[start]
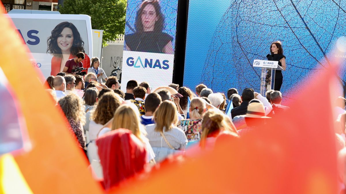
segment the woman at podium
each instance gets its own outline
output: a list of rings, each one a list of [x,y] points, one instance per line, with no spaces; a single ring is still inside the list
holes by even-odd
[[[276,61],[279,62],[279,65],[281,66],[283,70],[286,70],[286,57],[282,54],[283,50],[281,42],[276,41],[272,43],[270,46],[270,53],[271,55],[267,55],[268,60]],[[274,90],[280,91],[282,85],[282,73],[280,70],[275,70]]]

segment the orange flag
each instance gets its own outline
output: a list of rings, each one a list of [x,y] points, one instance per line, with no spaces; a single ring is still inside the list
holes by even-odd
[[[31,67],[27,47],[0,6],[0,67],[18,101],[31,142],[31,150],[15,157],[29,187],[34,193],[102,192],[66,119],[44,89],[42,74]]]

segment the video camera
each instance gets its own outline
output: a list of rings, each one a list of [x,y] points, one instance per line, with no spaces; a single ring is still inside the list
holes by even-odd
[[[72,69],[72,73],[74,72],[77,72],[76,73],[75,75],[79,75],[80,76],[83,76],[86,74],[86,72],[85,71],[82,72],[82,71],[83,70],[86,70],[86,68],[84,68],[83,67],[80,67],[79,68],[77,68],[77,69]]]

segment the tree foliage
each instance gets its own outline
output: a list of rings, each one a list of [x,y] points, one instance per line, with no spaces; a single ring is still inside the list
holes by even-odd
[[[115,40],[125,29],[126,0],[65,0],[59,10],[63,14],[84,14],[91,18],[93,29],[103,30],[102,44]]]

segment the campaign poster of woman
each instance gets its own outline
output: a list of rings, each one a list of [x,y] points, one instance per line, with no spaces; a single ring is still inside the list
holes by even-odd
[[[177,3],[128,0],[124,50],[174,54]]]
[[[68,21],[56,25],[52,30],[47,43],[47,53],[53,55],[51,75],[55,76],[62,72],[66,61],[75,57],[78,52],[85,52],[84,42],[78,30],[73,23]],[[84,68],[90,67],[90,58],[86,54],[82,63]]]

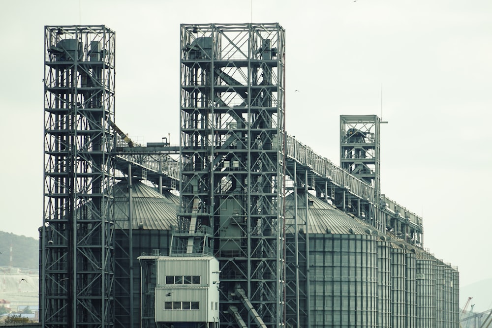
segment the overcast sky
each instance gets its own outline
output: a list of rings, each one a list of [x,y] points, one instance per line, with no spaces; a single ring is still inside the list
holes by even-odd
[[[115,31],[116,123],[177,144],[180,24],[252,19],[286,30],[287,132],[338,164],[340,115],[388,121],[382,192],[423,215],[461,286],[492,277],[490,0],[2,1],[0,230],[42,222],[45,25]]]

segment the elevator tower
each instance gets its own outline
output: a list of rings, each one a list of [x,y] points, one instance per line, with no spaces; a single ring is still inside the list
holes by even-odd
[[[181,25],[182,179],[173,252],[220,263],[221,325],[284,323],[285,31]]]
[[[115,33],[45,27],[44,327],[114,323]]]
[[[376,115],[340,116],[340,166],[374,187],[372,199],[357,200],[357,204],[349,206],[357,209],[358,216],[370,221],[378,230],[384,231],[379,204],[381,123]]]

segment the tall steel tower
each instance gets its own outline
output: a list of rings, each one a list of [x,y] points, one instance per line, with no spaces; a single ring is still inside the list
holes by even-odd
[[[285,31],[278,24],[182,25],[181,47],[173,251],[219,260],[222,324],[235,317],[281,327]]]
[[[346,203],[358,216],[371,220],[379,230],[384,231],[379,204],[381,123],[376,115],[340,116],[340,166],[374,187],[373,199],[367,200],[369,203],[360,200],[356,200],[356,204],[351,204],[350,200]]]
[[[115,33],[46,26],[45,63],[40,320],[112,327]]]

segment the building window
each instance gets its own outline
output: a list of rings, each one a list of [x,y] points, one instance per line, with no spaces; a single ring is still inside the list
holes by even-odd
[[[168,284],[200,284],[199,275],[167,275],[166,283]]]
[[[198,302],[164,302],[164,310],[199,310]]]

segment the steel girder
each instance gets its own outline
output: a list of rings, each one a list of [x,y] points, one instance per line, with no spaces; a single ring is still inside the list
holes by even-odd
[[[369,213],[372,225],[384,231],[381,212],[381,120],[376,115],[340,116],[340,166],[374,188]]]
[[[179,226],[188,247],[174,249],[189,252],[192,243],[219,260],[223,324],[235,307],[248,327],[281,327],[284,30],[277,24],[182,25],[181,50]],[[206,240],[203,226],[214,232]]]
[[[112,326],[115,33],[46,26],[45,63],[40,320]]]

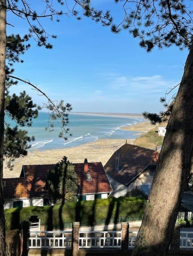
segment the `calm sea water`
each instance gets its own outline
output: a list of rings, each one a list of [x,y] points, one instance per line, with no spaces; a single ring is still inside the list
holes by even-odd
[[[127,131],[121,127],[144,121],[142,118],[122,117],[96,115],[70,114],[70,128],[72,136],[67,136],[67,141],[59,138],[60,128],[56,126],[53,132],[45,130],[48,125],[48,114],[39,112],[34,119],[32,126],[25,127],[30,136],[34,135],[35,141],[31,143],[30,150],[40,150],[67,148],[95,141],[99,139],[132,139],[137,137],[136,132]],[[13,121],[9,122],[11,126]]]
[end]
WRITTEN INSTRUCTION: Extract the lines beginning with the one that contains "segment the building window" and ending with the last line of the listing. Keep them exact and drop the pictures.

FULL RESPONSE:
segment the building window
each instance gets its own outline
output: a list of rings, each one a list of [x,y] points, one instance per line, with no spaces; a single ring is still inside the list
holes by even-odd
[[[168,284],[200,284],[199,275],[167,275],[166,283]]]
[[[198,302],[164,302],[164,310],[199,310]]]

segment the steel girder
each instance gets its own outline
output: a list of rings, each one a list of [x,y] points, one instance per line, with no spaces; a single ring is still inside the list
holes by even-odd
[[[369,213],[372,225],[384,231],[381,212],[381,120],[376,115],[340,116],[340,166],[374,188]]]
[[[179,226],[188,247],[174,249],[189,252],[192,243],[219,260],[223,324],[235,307],[248,327],[281,327],[284,30],[277,24],[182,25],[181,50]],[[206,240],[203,226],[214,232]]]
[[[112,326],[115,33],[46,26],[45,63],[40,320]]]

segment the `calm sea water`
each instance gets its own outline
output: a list of rings, each one a list of [x,y] points, one instance per line, with no spaces; a single ring is still inside the list
holes by even-odd
[[[127,131],[121,127],[144,121],[142,118],[122,117],[96,115],[70,114],[70,128],[72,136],[67,136],[67,141],[59,138],[60,128],[56,126],[53,132],[45,130],[48,125],[48,114],[39,112],[34,119],[32,126],[25,127],[30,136],[34,135],[35,141],[31,143],[30,150],[40,150],[67,148],[95,141],[99,139],[132,139],[137,137],[136,132]],[[13,121],[9,122],[11,126]]]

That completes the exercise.